Co-star was a young Smiley Burnette, who, much later, was the engineer of the Hooterville Cannonball on "Petticoat Junction". Smiley played a mean accordian in the movie.




May 10 2004 at 18:52:05
Name: Kenneth
Location: Tulsa
Comments: Skyline Park is now an upscale housing development named FIVE OAKS RANCH. It features a ski-lodge type building that serves as a recreation and events center. A large deck overlooks a beautiful lake.

And when a worker there told me that lake was part of the old Skyline Amusement Park I was stunned. He pointed to where the roller coaster used to be and then I could picture the old park. There's a small building there - kind of rickety now - that was once a concession stand.

If you go east on 121st off the Beeline you'll see the entrance (a small stone pillar) on the south side...like between Elwood and Elm(?)...not the way we used to go to the park.


Skyline Lake is about 3 miles south of the Jones Airport on Elm (which is Peoria on the west side of the river), then about a 1/2 mile east on 121st St. West.

The lake had a sandy bottom when I was there in the early 60s, great for swimming. It's now a fishing lake. The Five Oaks Ranch site has a photo tour of the lodge on the lake.




May 10 2004 at 16:40:56
Name: Jim Ruddle
Email: jruddle-at-earthlink-d0t-net
Location: Rye, NY
Comments: My parents bought a forty-acre property southwest of Sand Springs, in 1946. We moved there in '47. At that time, we had a wall-mounted, hand-crank telephone out of Sand Springs. Our ring, as I recall, was "2." We had a number, but the ring indicated which party was to answer. To place a call, we had to turn the crank and wait for an operator to come on the line.

JOB 1 ->
Replace "roller coaster" with "Ferris wheel" in the guestbook page, and write out everything from "And when a worker" down to "on the lake.".
JOB 2 ->
According to the guestbook page, why did the ring on the family's hand-crank telephone matter even though the family had a number?
JOB 3 ->
Take the guestbook page further, starting from the point where it stops.
The listing that comes next has no connection to the guestbook page.

DATA SHOWN ->
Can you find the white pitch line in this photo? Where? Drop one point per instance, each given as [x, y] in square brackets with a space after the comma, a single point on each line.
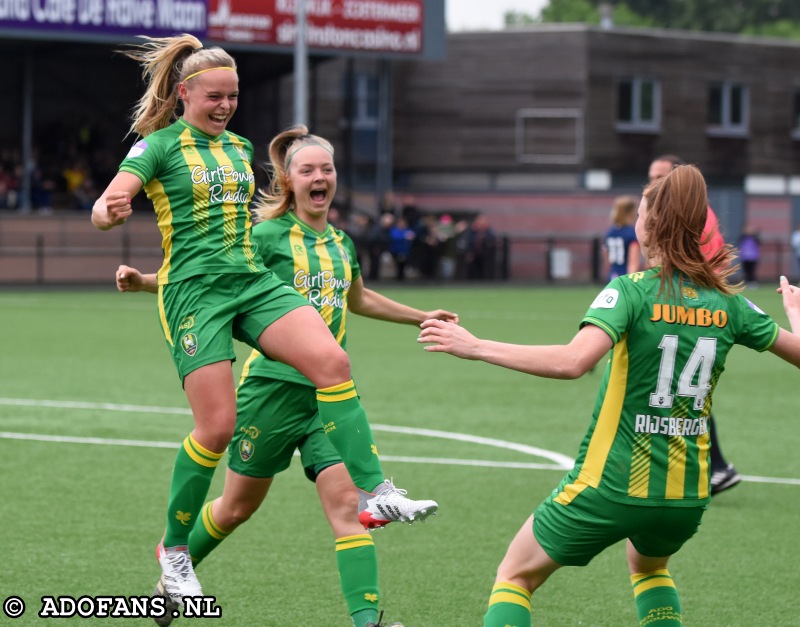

FINAL ANSWER 1 ->
And when a worker there told me that lake was part of the old Skyline Amusement Park I was stunned. He pointed to where the Ferris wheel used to be and then I could picture the old park. There's a small building there - kind of rickety now - that was once a concession stand.

If you go east on 121st off the Beeline you'll see the entrance (a small stone pillar) on the south side...like between Elwood and Elm(?)...not the way we used to go to the park.


Skyline Lake is about 3 miles south of the Jones Airport on Elm (which is Peoria on the west side of the river), then about a 1/2 mile east on 121st St. West.

The lake had a sandy bottom when I was there in the early 60s, great for swimming. It's now a fishing lake. The Five Oaks Ranch site has a photo tour of the lodge on the lake.

FINAL ANSWER 2 ->
The ring indicated which party was to answer. The family had a number, but hearing their ring, which was "2," told them that the call was for them.

FINAL ANSWER 3 ->
In the spring of 1950, I hitchhiked to Pittsburg, KS, to apply for a job at KSEK (The Keystone of Southeast Kansas) a 250-watt daytimer. My contact for the job was a guy who attended TU and who was working that summer at KOMA, in Pittsburg. His name was Hal Hamilton and his family resided in a wide spot in the road, named Weir, Kansas, which may or may not still be on your Rand McNally.

I was supposed to call his home when I arrived in the environs, but I didn't have a phone number. I knew that Weir was small and I chanced calling the operator.

She was very nice and asked what party I was calling. Hal's father was, let's say Len or Leon--I can't remember--and so I requested his number.

"Did you want Len, Junior, or Len, Senior?"

"I'll try Junior."

"That's 2," she said.

"Go on," I urged.

"That's it. 2."

"Just for my information. What's Len, Senior's number?"

"That would be 1," she replied.

By the way: I got the job.




May 10 2004 at 15:50:57
Name: Lowell Burch
Location: In transition.
Comments: I have some really old footage (1950's) of Skyline and Lakeview. I had promised these for viewing to Frank (Oklahoma Memories) but logistics beyond my control prevented me from doing so until now. I do have these very short segments transferred from 8mm to digital, along with a lot of other vintage Tulsa footage that my dad took when we were growing up (also known as homemovies). I will see if I can download some of it and get it up for people to see. Some of it is not bad.

I was just by the Blue Whale and it looks pretty spiffy. In fact, it looked like some folks were utilizing it for an outing.


I haven't seen Skyline since the early 60s, so I'll be looking forward to seeing your footage.




May 10 2004 at 14:45:14
Name: John Hillis
Location: Sneezy in Fairfax, Virginia
Comments: The two-letter shorthand (LUther 2-9233 was KOTV's number back in the day) represented the central office where the line from your house terminated at the switch. The telephone company hereabouts, which has changed its name from Chesapeake & Potomac (which, as it is said about the King James Bible, was the way God dictated it), to Bell Atlantic, to Verizon, still uses the two letter designations in its routing of things like fiber between COs.

Oftentimes, the exchange words were tied to neighborhoods or landmarks (just about everywhere had a CEntral, for example), but dial telephones meant sometimes the exchanges were just words with the first two letters to fit the numbers. Finally, even more numbers mean the switch to seven-numbers. Now, here, we have to dial 10 digits for a local call.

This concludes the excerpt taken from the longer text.